» Record set:
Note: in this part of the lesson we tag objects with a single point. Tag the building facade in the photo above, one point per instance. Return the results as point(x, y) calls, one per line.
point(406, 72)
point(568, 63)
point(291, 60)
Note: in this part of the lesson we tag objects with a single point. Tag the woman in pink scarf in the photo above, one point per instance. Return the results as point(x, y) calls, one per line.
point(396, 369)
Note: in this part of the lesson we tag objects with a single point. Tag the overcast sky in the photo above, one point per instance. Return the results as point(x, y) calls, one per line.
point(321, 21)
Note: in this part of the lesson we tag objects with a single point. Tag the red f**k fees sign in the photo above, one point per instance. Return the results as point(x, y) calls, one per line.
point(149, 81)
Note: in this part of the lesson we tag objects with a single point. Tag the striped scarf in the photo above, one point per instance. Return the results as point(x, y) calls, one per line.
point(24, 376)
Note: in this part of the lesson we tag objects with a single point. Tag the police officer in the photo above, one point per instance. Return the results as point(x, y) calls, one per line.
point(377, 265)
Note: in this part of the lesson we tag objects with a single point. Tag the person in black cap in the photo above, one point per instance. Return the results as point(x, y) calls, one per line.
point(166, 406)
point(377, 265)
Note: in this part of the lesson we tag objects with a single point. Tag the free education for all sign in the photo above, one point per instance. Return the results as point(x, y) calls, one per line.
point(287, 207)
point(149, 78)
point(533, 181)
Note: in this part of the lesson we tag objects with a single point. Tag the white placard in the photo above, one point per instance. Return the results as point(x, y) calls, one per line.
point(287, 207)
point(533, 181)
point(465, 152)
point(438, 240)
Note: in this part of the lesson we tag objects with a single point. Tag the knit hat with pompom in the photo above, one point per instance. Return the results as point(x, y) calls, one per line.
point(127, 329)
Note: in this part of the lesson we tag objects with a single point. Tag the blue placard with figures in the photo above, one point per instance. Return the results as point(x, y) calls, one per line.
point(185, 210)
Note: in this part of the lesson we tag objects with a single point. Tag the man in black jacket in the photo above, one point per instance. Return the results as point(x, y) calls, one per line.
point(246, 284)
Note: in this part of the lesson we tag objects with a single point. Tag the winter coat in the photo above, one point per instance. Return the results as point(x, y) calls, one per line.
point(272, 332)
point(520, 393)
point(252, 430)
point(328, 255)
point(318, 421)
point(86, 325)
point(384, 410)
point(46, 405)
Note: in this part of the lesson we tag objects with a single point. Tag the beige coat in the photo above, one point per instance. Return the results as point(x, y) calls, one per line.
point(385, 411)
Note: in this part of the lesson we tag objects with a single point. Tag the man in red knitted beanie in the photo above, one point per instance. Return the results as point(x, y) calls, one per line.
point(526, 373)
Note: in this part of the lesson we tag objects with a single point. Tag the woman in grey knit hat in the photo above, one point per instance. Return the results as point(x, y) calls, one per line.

» What to do:
Copy the material above word for word, keeping every line in its original order.

» Reply to the task:
Note: in this part of the lesson we tag objects with a single point. Tag the building facade in the photo above, one point per instance. Return the results as point(x, y) calls, one per line.
point(406, 72)
point(568, 63)
point(291, 60)
Note: in this part of the lesson we tag objects with a single point. Tag the woman in pink scarf in the photo above, one point per instance. Return the results as point(x, y) calls, one per line.
point(396, 369)
Note: in this part of the lesson we tag objects with a single point. Tag the overcast sky in the photo above, one point per instance. Return the results as point(x, y) calls, one per line.
point(321, 21)
Note: in this part of the lesson we tag objects with a single point. Tag the red f**k fees sign in the photo above, one point per instance. Return the results as point(x, y) calls, one per line.
point(149, 81)
Note: in this part of the lesson we tag objects with a single point. Tag the striped scarf in the photo above, one point per instance. Return the results as point(x, y) calls, one per line.
point(24, 376)
Note: in this part of the lesson we tag objects with a single point. Tag the police officer in the photo above, one point per instance. Return the results as point(x, y) calls, one per line.
point(377, 265)
Note: in this part of the lesson we tag objects with a single point. Tag the person in black cap in the photo above, one point per instance. Return the results as point(x, y) calls, one per line.
point(166, 406)
point(377, 265)
Note: in this part of the lesson we tag objects with a single point. Tag the free education for all sign in the photo above, one point per instance. Return the results as point(x, y) calls, one per line.
point(287, 207)
point(149, 78)
point(533, 181)
Note: in this part of the lesson we tag objects with a single point. Tag the white placard in the photo above, one point per instance. Return the results as point(x, y) calls, one per line.
point(287, 207)
point(533, 181)
point(465, 152)
point(438, 240)
Note: in this part of the lesson we tag objects with a single point. Tag the knit hat with pompom in the photo above, one point per instance. Return the results as point(x, y) calls, one per line.
point(127, 329)
Note: in this part of the lesson we tag objects with a single point. Tag the blue placard with figures in the photo above, one point per instance. Return the results as point(x, y) calls, one per line.
point(185, 210)
Note: in this part of the lesson we tag objects with a single point. Tag the man in black jacket in the photo above, one point per instance. Return the results as point(x, y) calls, one per line.
point(246, 284)
Note: in this part of the lesson we tag objects with a single point. Tag the winter coat in the photo above, one point per instance. Return the results as point(x, y) calls, one per line.
point(272, 332)
point(520, 393)
point(252, 430)
point(328, 255)
point(318, 421)
point(86, 325)
point(384, 410)
point(46, 405)
Note: in this part of the lesson we tag objects with a single point. Tag the beige coat in the photo above, one point per instance. Return the results as point(x, y) calls, one per line.
point(385, 411)
Note: in this part of the lesson we tag objects with a single point. Tag the man in red knitted beanie in the photo above, one point per instance. Return the results as point(x, y) calls, one per line.
point(526, 373)
Note: in this part of the lesson we tag objects with a single point. Tag the woman in grey knit hat in the photo above, one point per instance. Return the results as point(x, y) calls, one per line.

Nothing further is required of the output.